Text passage
▼
TOWER OF HANOI-ALGORITHM
The Tower of Hanoi problem is a well-known mathematical and algorithmic puzzle from the field of recursion and combinatorics.
The problem consists of three rods: A, B, and C. On rod A, disks are stacked so that the largest disk is at the bottom, followed by a smaller one on top, then an even smaller one, and so on. In other words, if we consider the diameters of the disks as numbers from bottom to top, this sequence is in decreasing order.
The goal of this "game" is to move all disks onto rod C, using rod B as an auxiliary, while respecting the following rules:
- Only one disk can be moved at a time.
- A larger disk may never be placed on top of a smaller disk.
This problem is usually solved recursively:
- If there is only 1 disk, simply move it from A to C.
- If there are n disks:
- Move n-1 disks from A to B (using C as auxiliary).
- Move the largest disk from A to C.
- Move n-1 disks from B to C (using A as auxiliary).
The algorithm can be solved using recursion.
Let us observe the initial state of the disks and rods in Figure 1. On rod A, there are n disks (in the figure n = 6), arranged from the largest (in diameter) at the bottom to the smallest at the top. Therefore, the smallest disk is always placed on top.
▲
The task
What moves does the recursive solution in the Tower of Hanoi text list, covering both the one-disk case and the n-disk case?

Information provided
▼
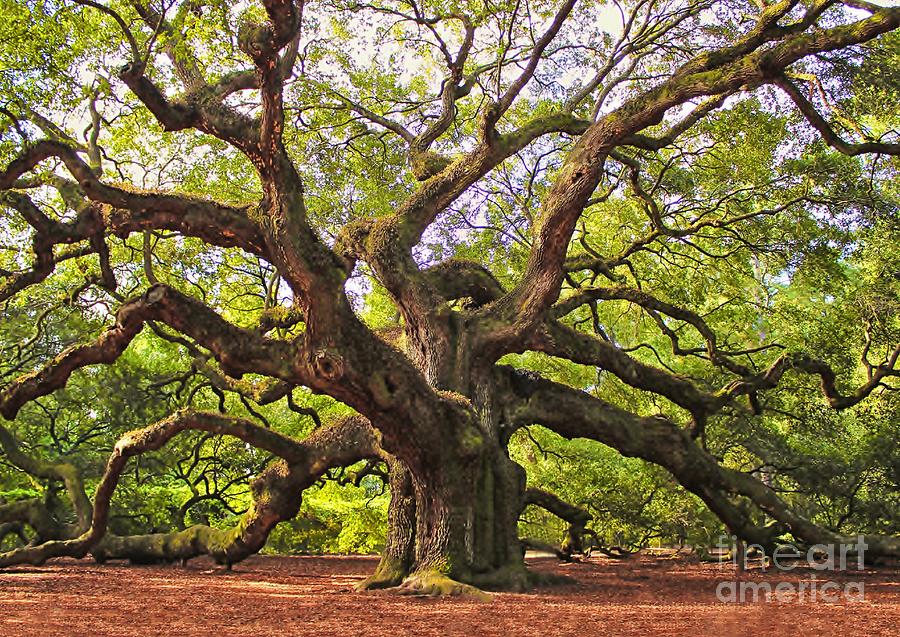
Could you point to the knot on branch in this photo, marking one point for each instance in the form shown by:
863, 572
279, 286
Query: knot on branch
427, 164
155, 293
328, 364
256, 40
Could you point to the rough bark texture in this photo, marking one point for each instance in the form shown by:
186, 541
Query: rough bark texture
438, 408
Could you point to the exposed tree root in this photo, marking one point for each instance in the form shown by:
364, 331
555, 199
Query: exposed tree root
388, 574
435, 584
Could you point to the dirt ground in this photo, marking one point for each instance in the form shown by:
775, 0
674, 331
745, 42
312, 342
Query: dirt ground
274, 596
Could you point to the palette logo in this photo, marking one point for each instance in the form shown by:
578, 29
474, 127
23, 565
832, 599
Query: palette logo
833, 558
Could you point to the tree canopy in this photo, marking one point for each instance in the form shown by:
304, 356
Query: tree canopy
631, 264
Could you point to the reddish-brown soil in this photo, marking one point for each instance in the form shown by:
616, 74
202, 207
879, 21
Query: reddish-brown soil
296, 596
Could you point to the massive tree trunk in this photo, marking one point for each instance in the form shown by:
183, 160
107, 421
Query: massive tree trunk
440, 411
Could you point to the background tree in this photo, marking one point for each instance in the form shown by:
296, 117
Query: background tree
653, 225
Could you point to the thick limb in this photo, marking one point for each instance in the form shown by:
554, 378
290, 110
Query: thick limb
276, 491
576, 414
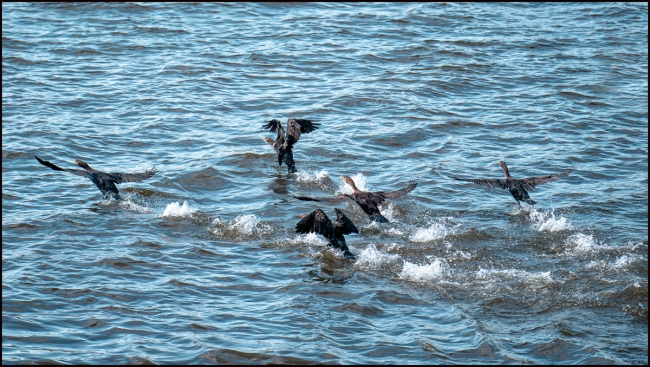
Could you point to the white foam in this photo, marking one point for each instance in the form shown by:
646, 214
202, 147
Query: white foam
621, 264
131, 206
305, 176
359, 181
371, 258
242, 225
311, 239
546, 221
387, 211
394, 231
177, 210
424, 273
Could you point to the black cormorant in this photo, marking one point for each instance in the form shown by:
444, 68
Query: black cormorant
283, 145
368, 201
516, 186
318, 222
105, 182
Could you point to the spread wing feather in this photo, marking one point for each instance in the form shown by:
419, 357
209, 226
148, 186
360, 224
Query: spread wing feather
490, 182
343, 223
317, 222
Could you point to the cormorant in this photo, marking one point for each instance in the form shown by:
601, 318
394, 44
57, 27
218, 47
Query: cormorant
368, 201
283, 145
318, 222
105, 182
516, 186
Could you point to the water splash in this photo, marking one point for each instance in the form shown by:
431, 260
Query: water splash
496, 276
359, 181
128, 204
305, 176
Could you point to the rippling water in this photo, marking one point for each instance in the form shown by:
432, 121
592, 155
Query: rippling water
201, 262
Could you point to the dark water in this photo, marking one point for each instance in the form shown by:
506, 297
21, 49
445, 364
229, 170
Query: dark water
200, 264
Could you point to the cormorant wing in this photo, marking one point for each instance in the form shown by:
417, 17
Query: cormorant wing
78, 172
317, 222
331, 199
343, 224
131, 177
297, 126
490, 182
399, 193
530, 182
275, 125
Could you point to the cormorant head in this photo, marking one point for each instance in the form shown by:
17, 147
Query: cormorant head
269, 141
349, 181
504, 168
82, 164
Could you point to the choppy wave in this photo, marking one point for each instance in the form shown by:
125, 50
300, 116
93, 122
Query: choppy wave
▲
Reply to the exercise
- With only 1 disk: move it from A to C.
- Move n-1 disks from A to B, using C as auxiliary.
- Move the largest disk from A to C.
- Move n-1 disks from B to C, using A as auxiliary.